Task objective: Repeat the rows below exactly, starting at the line that contains "front leg is and give its bounding box." and ending after the line that contains "[137,77,201,135]".

Given information:
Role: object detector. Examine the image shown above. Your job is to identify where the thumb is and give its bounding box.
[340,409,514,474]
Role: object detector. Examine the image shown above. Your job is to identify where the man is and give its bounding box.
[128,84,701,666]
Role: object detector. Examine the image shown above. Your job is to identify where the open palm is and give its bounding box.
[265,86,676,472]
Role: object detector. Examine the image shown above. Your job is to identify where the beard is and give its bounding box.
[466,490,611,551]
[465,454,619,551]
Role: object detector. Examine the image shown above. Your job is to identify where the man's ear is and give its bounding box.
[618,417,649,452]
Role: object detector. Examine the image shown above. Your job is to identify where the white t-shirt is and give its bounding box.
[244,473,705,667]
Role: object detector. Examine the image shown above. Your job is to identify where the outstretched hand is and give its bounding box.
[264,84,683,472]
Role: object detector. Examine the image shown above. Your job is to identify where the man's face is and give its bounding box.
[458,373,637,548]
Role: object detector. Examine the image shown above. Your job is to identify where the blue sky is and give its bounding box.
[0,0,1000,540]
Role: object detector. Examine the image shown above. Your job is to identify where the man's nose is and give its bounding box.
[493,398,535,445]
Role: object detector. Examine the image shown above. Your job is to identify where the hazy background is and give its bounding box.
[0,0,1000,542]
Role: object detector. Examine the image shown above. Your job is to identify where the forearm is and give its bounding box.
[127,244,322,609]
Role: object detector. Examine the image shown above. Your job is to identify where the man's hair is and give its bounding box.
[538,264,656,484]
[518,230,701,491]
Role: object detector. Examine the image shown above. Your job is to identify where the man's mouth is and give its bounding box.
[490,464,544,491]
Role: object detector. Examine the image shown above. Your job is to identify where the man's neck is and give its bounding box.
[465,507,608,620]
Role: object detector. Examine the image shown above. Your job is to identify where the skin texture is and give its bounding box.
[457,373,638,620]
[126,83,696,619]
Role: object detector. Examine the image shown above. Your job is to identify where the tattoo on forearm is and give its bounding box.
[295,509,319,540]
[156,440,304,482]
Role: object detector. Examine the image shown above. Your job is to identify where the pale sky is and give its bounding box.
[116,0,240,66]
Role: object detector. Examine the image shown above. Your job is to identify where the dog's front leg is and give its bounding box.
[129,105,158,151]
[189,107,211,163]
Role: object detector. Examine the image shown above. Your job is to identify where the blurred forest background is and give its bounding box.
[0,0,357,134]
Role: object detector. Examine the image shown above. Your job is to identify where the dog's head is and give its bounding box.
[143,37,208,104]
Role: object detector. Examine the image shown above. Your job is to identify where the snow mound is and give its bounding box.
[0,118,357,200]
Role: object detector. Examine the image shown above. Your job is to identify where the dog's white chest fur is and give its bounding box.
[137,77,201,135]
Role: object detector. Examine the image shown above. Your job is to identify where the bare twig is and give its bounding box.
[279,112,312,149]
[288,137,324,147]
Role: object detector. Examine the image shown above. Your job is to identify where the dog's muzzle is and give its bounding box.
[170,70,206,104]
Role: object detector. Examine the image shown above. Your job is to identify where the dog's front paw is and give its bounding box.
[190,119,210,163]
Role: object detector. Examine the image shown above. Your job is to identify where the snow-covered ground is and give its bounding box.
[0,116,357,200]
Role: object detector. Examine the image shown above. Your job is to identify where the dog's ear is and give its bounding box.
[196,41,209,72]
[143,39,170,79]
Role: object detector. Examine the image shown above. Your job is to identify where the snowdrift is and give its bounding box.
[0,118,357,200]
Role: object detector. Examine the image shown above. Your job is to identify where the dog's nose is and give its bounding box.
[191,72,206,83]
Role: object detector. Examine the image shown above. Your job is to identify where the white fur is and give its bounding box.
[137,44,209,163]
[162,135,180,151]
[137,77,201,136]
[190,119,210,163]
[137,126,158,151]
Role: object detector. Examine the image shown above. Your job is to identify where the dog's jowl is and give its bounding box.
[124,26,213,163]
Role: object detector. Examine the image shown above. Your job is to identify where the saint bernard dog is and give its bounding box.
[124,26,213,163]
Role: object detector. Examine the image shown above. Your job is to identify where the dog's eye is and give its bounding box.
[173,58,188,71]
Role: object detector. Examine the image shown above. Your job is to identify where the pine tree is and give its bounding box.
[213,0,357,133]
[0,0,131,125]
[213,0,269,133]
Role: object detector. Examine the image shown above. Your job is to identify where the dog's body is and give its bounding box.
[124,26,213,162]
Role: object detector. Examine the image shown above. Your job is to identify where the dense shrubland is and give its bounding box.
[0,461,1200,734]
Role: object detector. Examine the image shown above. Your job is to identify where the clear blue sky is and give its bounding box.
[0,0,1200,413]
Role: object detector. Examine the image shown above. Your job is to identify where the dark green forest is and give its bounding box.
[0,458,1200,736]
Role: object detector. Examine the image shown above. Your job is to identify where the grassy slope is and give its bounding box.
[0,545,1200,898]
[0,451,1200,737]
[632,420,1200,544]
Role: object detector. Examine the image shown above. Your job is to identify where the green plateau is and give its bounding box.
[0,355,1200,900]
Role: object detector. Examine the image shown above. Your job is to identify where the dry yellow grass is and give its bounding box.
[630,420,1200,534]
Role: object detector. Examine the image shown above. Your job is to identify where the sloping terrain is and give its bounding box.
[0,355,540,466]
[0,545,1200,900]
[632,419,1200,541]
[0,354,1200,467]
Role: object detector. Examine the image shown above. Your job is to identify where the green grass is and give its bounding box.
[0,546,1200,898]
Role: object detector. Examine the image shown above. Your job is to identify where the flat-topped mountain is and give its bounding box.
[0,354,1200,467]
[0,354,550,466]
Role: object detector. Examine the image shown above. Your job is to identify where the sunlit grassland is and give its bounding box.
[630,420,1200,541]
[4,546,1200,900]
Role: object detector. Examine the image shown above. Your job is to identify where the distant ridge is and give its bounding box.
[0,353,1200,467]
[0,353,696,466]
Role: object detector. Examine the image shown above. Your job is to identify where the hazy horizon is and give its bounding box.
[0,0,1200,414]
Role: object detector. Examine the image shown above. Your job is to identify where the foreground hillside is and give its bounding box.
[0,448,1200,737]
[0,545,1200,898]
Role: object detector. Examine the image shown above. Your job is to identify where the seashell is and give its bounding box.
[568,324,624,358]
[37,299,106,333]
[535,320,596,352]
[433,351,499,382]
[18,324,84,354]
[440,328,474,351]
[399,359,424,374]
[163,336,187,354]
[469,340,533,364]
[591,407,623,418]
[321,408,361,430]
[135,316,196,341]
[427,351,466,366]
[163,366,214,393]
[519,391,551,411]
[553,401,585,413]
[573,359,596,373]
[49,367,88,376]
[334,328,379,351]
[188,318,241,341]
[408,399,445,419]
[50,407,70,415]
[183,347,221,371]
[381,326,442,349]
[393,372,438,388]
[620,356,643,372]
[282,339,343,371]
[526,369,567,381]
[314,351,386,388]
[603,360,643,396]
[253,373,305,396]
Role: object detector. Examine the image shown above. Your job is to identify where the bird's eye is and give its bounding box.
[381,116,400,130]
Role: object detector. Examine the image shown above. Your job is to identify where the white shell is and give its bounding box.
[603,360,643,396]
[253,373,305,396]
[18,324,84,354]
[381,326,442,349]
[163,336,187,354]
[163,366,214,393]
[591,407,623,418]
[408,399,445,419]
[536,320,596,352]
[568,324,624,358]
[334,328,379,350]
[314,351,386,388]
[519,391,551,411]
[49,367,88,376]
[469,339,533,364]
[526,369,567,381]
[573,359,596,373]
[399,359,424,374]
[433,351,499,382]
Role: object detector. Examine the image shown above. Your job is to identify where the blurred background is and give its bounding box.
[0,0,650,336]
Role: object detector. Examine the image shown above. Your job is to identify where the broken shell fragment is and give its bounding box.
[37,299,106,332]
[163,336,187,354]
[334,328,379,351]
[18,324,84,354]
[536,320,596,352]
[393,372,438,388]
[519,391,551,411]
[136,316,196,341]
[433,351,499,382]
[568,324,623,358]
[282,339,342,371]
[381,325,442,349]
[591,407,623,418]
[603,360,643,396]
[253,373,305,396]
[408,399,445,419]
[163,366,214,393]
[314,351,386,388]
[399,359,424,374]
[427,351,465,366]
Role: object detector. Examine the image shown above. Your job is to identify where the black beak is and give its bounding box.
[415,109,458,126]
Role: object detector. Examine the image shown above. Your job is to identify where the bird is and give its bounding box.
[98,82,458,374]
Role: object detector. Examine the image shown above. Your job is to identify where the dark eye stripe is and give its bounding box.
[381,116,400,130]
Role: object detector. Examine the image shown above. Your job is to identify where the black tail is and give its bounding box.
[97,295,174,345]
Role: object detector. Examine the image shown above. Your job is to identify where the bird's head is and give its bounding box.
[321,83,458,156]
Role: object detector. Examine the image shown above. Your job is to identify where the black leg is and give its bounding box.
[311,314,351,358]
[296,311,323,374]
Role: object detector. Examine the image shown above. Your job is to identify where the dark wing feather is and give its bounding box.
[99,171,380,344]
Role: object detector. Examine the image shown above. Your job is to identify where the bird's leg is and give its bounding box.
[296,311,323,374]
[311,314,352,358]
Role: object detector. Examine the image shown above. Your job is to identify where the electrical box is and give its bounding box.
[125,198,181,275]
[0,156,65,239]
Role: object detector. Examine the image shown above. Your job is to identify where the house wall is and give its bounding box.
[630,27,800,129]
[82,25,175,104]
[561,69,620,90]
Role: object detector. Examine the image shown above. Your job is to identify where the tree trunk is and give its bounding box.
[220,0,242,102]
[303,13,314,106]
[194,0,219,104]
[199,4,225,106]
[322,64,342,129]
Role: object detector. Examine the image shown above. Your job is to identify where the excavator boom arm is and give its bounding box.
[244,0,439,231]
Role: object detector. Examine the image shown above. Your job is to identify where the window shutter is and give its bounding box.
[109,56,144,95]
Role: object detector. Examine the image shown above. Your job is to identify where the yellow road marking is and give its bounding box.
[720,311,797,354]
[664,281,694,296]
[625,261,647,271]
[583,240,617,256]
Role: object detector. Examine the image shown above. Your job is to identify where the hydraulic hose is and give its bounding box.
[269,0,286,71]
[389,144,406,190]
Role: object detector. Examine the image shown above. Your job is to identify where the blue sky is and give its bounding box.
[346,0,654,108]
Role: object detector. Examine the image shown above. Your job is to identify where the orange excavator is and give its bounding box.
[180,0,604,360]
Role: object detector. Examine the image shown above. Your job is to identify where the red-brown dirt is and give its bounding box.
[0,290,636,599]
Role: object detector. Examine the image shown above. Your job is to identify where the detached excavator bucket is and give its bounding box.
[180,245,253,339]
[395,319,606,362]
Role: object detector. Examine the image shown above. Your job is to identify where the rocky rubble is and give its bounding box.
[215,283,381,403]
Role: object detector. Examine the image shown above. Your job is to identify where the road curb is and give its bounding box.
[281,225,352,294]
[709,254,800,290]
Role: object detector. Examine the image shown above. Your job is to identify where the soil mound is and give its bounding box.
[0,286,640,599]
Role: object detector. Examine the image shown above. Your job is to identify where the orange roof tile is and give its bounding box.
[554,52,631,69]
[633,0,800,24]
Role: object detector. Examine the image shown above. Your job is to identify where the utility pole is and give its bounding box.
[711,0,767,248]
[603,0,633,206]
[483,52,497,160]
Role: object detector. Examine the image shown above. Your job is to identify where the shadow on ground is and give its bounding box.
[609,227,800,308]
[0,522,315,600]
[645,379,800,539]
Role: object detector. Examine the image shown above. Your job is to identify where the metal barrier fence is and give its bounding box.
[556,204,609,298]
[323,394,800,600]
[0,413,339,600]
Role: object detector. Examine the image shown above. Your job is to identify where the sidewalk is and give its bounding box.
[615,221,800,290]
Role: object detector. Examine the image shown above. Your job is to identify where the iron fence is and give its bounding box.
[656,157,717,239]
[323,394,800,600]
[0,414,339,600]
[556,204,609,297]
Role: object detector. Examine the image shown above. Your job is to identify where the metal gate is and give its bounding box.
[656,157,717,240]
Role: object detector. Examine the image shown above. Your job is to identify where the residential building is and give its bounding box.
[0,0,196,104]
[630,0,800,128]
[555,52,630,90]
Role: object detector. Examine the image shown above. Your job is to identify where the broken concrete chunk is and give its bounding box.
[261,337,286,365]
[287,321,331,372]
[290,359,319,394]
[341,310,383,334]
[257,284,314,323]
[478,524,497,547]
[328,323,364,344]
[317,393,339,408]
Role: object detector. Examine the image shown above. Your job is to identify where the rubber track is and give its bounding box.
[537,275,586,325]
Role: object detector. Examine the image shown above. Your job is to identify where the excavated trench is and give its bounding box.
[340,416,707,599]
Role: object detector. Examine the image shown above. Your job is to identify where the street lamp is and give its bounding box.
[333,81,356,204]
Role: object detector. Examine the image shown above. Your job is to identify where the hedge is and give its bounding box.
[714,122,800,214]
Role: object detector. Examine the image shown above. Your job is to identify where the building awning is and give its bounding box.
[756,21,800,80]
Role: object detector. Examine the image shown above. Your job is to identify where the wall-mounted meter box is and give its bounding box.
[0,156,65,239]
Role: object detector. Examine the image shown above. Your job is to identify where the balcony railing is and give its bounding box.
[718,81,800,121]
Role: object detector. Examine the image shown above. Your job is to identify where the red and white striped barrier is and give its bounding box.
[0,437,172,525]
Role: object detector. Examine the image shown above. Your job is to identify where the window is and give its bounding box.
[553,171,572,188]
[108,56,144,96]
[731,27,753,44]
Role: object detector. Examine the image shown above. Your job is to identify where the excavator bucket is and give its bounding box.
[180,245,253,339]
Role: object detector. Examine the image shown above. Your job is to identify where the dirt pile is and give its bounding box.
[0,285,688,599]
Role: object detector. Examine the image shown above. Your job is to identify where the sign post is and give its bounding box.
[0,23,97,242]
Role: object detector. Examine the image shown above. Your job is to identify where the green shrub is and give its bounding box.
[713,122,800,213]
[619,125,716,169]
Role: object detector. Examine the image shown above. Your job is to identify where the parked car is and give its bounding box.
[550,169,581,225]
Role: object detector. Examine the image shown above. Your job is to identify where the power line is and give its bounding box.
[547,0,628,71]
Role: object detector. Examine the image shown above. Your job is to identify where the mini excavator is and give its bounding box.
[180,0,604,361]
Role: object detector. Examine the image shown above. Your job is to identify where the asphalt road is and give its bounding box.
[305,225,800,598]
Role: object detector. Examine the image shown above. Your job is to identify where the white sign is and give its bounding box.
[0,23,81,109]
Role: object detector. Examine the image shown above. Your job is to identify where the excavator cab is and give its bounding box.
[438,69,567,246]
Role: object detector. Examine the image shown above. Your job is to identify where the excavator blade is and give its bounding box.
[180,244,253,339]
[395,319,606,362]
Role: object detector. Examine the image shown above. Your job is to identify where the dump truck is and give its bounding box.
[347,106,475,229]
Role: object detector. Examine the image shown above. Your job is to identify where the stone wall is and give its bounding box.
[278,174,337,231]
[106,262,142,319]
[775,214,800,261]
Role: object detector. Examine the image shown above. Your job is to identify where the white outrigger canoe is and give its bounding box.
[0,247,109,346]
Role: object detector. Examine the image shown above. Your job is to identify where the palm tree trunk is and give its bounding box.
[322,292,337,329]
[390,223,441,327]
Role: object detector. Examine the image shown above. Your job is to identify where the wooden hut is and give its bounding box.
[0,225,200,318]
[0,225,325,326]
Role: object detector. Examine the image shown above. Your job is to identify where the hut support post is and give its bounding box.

Expected answer:
Role: object detector. Examine the image shown above. Your job is to identify where the dog's front leg is and give its bounding box.
[129,105,158,151]
[189,107,211,163]
Role: object detector. Examine the image shown above. Your job is to identify where the blurred forest background is and give its bounding box.
[0,0,357,134]
Role: object detector. Examine the image shown above. Your job is to identify where the dog's head is and give its bounding box.
[143,37,208,104]
Role: object detector. Examine the image shown above. Your job is to identify where the snow mound is and give its bounding box.
[0,118,357,200]
Role: object detector. Examine the image shown above. Your job is to identify where the dog's white chest fur is and give its bounding box.
[137,77,201,135]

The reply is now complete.